__Extract to read__.
We not only had dial telephones (and I can still remember the sound,) but my grandparents phone numbers both started with letters. They were either TU7-XXXX or TU8-XXXX.


 


Yes, the first two letters were the name of the area telephone exchange.  Mine was MA6-XXXX or MAdison 6-XXXX.  Just think of the evolution of texting (or lack thereof) without those letters on the phone that were only there to represent the name of the exchange!

 

post #22 of 85

My son is 10 and is ok being home alone for 2-3 hours at a time.  He knows how to use the phone and call me if he needs something.  Ive worked up to this over the past couple years and am fully working up to dropping the sitter when I hopefully go back to work full time.  DS will be 11 at the end of summer, is homeschooled and is completely responsible, able to manage himself, get his schoolwork done, make his meals in the microwave, do laundry, etc.

 

Again this is totally dependent on the child and I know many many 10 yr old who I wouldn't leave alone for 2 mins let alone 2 hours.

 

We live in the city/suburb and I do need to work with DS on his public transportation skills.  My goal is by the time he is 12 he is able to get around via the bus if he needs to.

post #23 of 85


 

Quote:
Originally Posted by 4evermom View Post




Yes, the first two letters were the name of the area telephone exchange.  Mine was MA6-XXXX or MAdison 6-XXXX.  Just think of the evolution of texting (or lack thereof) without those letters on the phone that were only there to represent the name of the exchange!

 


I always wondered why there were letters.  :)

 

My DD stays home by herself every now and then.  She was 8 when we started (she just turned 9).  It's never more than a few hours.  Usually when SO has to work nights (or is out of town) and I have to work later and can't make it to the school before after school care ends.  She's very responsible and mature, and likes staying home alone. 

post #24 of 85

at 5 for about 20 minutes as i went across the street to water the community garden or to the grocery store or drop books at the library. always told my neighbor. dd LOVED it. i'd leave her reading her book and find her in the same position when i got back. 

 

the first time when i seriously left her alone (with neighbour next door knowing) was 8 1/2 for 2 hours. she LOVED it. then she begged for more. so we left her for 5 hours. she HATED it. it was too long. we've maybe done it a couple of times. because i have roommates now she is never really alone.

 

i have no idea what is legal in my state. 

 

but yeah. even at 5 i trusted my dd completely. 

 

i've always made it a point since infancy to point out what exactly is HUGEly dangerous so she has never really tried anything she wasnt supposed to do. i mean yeah she has done it - only when we were home. but smaller things. never big things.

 

however she is my super independent child too. she has been cooking since she was 6. in fact we are now in the throes of concept cooking. what goes with what. so not everything cooked might be edible. 

post #25 of 85


It's not, in 48 states at last check and Texas is not one of them.

__Jobs__.
1. Using the forum thread, decide whether each statement agrees with it: (a) The son who is 10 is homeschooled. (b) The daughter left alone for 5 hours enjoyed it. (c) One poster's phone number began with MA6. For each, answer yes or no and quote the deciding words.
2. In the forum thread, by what age does the parent of the 10-year-old son want him to be able to get around by bus?
3. Return everything in the forum thread from "post #24 of" down to "i got back.", unchanged.

__Supplied data__.
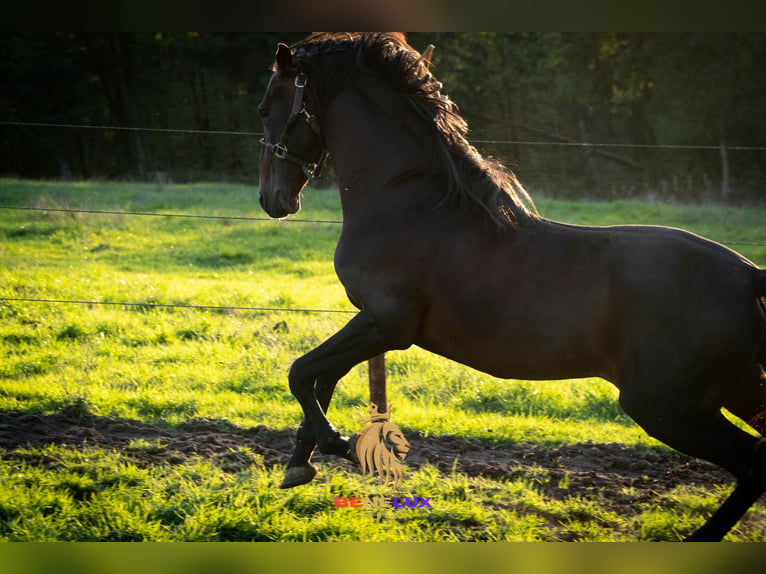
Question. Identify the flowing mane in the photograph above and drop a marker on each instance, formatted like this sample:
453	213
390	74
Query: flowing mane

__Results of the exercise__.
1.
(a) Yes: "is homeschooled"
(b) No: "she HATED it. it was too long."
(c) Yes: "Mine was MA6-XXXX or MAdison 6-XXXX."

2. By the time he is 12.

3.
post #24 of 85

at 5 for about 20 minutes as i went across the street to water the community garden or to the grocery store or drop books at the library. always told my neighbor. dd LOVED it. i'd leave her reading her book and find her in the same position when i got back.